Repeat the following lines exactly and nothing else: the line containing "of the formula" and each line after it through the end of the listing.

[Start Given information]

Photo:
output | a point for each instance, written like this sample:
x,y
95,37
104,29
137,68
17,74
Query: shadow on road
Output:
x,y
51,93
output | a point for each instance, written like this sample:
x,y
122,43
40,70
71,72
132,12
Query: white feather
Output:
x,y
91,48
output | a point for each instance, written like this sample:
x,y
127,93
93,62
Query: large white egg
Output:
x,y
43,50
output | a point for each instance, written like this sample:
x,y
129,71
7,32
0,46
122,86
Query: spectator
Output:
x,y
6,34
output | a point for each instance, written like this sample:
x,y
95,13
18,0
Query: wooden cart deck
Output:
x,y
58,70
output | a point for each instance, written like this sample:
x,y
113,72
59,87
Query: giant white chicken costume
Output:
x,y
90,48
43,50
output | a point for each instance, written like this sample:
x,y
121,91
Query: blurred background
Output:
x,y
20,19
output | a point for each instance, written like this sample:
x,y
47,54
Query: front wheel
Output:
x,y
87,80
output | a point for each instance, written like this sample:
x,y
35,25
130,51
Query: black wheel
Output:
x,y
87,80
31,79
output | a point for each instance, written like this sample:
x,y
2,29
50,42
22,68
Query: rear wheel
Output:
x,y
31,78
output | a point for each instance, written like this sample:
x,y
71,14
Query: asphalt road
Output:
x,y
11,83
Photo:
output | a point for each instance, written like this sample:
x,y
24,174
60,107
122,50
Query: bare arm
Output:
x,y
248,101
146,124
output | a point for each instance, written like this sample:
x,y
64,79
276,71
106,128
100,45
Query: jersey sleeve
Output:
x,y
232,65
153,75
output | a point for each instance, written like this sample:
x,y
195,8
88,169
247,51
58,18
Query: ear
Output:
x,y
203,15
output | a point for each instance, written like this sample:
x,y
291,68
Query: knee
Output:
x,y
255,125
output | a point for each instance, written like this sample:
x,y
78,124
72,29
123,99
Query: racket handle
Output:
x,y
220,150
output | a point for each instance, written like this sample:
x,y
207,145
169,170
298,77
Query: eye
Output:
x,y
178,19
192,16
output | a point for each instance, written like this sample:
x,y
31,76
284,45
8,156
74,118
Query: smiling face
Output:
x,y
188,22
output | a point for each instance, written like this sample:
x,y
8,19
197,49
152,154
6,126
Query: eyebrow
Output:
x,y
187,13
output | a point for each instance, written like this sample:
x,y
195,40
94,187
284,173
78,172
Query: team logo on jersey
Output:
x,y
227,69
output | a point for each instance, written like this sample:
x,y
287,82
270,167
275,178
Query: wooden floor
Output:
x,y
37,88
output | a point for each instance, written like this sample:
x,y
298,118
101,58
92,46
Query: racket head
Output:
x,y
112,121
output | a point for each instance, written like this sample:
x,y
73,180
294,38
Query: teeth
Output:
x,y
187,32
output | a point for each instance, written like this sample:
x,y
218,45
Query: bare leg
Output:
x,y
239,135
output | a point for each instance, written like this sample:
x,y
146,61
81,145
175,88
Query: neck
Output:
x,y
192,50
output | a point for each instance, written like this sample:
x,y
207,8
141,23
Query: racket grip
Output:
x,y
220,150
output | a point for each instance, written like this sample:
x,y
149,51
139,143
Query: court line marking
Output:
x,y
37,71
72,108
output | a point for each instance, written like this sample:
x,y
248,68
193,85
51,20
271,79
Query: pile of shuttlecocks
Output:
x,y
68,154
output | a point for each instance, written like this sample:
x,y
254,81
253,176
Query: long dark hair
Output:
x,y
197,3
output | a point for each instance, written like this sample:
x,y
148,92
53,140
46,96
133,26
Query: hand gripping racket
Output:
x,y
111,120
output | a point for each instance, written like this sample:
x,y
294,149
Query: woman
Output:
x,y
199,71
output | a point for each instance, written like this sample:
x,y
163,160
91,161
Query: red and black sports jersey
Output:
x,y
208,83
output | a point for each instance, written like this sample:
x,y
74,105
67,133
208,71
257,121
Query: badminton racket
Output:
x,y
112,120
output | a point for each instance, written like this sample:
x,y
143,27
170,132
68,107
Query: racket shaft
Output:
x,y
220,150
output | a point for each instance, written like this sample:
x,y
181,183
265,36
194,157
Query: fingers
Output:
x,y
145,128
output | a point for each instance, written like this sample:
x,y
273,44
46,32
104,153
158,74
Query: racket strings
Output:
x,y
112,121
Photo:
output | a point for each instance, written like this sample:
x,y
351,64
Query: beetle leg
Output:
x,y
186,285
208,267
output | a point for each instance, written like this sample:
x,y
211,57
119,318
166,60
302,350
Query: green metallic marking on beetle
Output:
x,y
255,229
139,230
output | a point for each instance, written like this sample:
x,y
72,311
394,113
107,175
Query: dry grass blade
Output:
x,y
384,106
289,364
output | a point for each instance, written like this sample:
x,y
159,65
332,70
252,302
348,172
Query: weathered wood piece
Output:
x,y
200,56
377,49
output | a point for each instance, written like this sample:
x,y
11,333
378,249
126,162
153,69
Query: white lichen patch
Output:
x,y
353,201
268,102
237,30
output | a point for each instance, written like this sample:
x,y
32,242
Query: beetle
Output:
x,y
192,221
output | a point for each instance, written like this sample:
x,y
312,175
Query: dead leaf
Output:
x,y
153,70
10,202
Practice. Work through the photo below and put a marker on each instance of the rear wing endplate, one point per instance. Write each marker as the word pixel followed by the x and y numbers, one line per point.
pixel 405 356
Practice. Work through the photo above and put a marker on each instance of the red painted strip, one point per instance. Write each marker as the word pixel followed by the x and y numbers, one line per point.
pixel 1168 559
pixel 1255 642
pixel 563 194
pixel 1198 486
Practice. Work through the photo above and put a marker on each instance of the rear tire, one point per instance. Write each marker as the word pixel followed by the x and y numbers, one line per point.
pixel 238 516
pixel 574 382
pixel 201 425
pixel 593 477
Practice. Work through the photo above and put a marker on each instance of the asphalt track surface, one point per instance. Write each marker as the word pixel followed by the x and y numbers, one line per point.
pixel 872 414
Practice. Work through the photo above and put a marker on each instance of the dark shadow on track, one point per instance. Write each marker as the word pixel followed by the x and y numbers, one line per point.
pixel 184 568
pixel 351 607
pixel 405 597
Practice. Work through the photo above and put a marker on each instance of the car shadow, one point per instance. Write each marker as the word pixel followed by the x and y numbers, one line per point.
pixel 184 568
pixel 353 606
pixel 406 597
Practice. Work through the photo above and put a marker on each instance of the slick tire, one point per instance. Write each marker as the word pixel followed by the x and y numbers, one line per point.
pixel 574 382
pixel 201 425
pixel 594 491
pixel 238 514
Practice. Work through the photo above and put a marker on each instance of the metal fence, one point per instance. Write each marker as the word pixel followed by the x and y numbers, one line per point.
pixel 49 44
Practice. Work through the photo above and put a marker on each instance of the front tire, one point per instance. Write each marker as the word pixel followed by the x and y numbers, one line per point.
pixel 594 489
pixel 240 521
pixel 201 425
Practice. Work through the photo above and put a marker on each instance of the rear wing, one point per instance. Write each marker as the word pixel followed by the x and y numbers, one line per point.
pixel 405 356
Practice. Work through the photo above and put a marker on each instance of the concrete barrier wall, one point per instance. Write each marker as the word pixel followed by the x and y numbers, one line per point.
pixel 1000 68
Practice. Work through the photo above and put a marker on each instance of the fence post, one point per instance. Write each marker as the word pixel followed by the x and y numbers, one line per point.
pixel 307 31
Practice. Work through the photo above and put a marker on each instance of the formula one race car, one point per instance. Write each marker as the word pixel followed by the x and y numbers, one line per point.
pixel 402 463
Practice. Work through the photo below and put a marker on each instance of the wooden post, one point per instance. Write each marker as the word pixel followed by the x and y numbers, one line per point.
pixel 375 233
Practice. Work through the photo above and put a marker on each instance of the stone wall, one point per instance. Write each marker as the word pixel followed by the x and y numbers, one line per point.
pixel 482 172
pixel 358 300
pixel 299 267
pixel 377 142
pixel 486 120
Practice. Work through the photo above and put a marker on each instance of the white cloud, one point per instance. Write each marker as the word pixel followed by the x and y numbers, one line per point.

[End Given information]

• _Expected answer_:
Practice. Work through the photo above and put a marker on each instance of the formula one race car, one point per instance. Write each marker as the word pixel followed by the x and y numbers, one line per point.
pixel 402 463
Practice. Work through the photo below and put a marker on each instance of the wooden post, one point per instance. Write each marker as the word pixel followed by the x and y numbers, one line per point.
pixel 375 233
Practice. Work through the photo above and put a marker on each instance of the stone wall, one point per instance. Write each marker as the word pixel followed by the x and y numbers, one line per point.
pixel 482 172
pixel 358 300
pixel 299 267
pixel 377 142
pixel 486 120
Practice. Work through the photo above and put a marker on each instance of the white cloud, one point per instance. Write each marker as the word pixel followed by the x and y numbers, one line per point.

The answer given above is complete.